◆ **REQUIREMENT**
Reproduce the items from the first line through the line containing "[83,90,236,236]", inclusive, keeping every request line. Shift each bounding-box coordinate in the answers by adding 56 to it.

(Source data)
---+---
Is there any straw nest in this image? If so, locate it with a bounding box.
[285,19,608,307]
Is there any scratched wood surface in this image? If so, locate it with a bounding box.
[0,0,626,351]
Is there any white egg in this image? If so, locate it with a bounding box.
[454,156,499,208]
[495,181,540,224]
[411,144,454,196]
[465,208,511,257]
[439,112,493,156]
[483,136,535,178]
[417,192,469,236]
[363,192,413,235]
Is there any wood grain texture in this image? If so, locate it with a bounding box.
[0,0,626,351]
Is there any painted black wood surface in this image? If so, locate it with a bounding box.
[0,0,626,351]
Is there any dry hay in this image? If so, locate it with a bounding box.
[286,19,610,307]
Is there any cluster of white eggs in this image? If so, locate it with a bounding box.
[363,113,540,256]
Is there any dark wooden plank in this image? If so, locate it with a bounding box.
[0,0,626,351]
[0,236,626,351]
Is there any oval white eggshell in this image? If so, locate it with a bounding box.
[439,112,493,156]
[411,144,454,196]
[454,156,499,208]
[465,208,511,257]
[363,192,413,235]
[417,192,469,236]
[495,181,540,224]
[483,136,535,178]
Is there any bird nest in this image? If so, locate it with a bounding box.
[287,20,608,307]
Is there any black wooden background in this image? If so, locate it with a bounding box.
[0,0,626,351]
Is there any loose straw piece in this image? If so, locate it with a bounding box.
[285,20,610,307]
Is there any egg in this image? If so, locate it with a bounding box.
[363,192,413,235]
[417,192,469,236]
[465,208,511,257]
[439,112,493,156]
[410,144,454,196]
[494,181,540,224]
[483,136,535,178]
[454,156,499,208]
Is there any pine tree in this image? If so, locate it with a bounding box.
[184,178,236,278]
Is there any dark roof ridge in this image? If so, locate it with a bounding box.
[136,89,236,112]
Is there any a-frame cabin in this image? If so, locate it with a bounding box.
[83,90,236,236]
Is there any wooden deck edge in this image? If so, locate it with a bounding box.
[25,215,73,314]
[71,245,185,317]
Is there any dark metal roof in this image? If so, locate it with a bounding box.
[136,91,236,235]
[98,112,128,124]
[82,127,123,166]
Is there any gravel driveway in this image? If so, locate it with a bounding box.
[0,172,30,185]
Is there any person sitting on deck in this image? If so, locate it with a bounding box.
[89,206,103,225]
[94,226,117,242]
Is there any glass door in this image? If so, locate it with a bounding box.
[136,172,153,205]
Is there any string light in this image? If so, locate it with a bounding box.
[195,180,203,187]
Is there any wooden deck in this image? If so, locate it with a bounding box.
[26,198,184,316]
---+---
◆ **REPLY**
Is there any straw nest in this image? If so, locate it with a bounding box.
[341,75,664,363]
Is there any scratched wood surface in this image? If so, locate it with a bounding box.
[56,56,682,407]
Is there any white egg in this image? If so, locate it with a bounding box.
[510,212,555,264]
[551,237,596,280]
[467,200,510,252]
[521,264,567,313]
[495,168,549,212]
[539,192,591,234]
[473,248,525,292]
[419,248,469,291]
Is there any wood grain texture in this image? If so, locate it with a bounding box.
[56,56,682,407]
Is there any painted black wood surface in this image? If so, locate it with a bounding box.
[56,56,682,407]
Is there any dry hay in this image? If so, locate it with a bounding box.
[342,75,666,363]
Is there any cluster of white eggs in this image? If so, locate it with a bounding box.
[419,169,596,312]
Is there any dark wooden plank in this image? If so, locate it with a bounding box.
[56,56,682,407]
[56,292,682,407]
Is there any oval white eggshell in this image? If so, locate it with a bounding box.
[495,168,549,212]
[467,200,510,252]
[510,212,555,264]
[521,264,567,313]
[419,248,469,291]
[473,248,525,292]
[551,237,596,280]
[539,192,591,234]
Is there any bird nest in this image? If so, locate it with a bounding box.
[343,76,664,363]
Is there any black wooden background in this image? If so, locate it with a bounding box.
[56,56,682,407]
Is there any loose straw piece in this image? If so, locate it with a bounding box.
[341,76,666,363]
Is there any egg in this image? If so, locate it with a bounding box.
[419,248,469,291]
[473,248,525,292]
[521,264,567,313]
[495,168,549,212]
[466,200,510,252]
[550,237,596,280]
[539,192,591,234]
[510,212,555,264]
Is there any pine tree in this image? If so, locate it with a bounding box.
[240,234,292,334]
Is there any dark roof ridge in this image? If so, locate it with a bounding box.
[192,145,292,168]
Is there any a-frame cabin in this image? If so, locate it with a bounding box.
[139,146,292,292]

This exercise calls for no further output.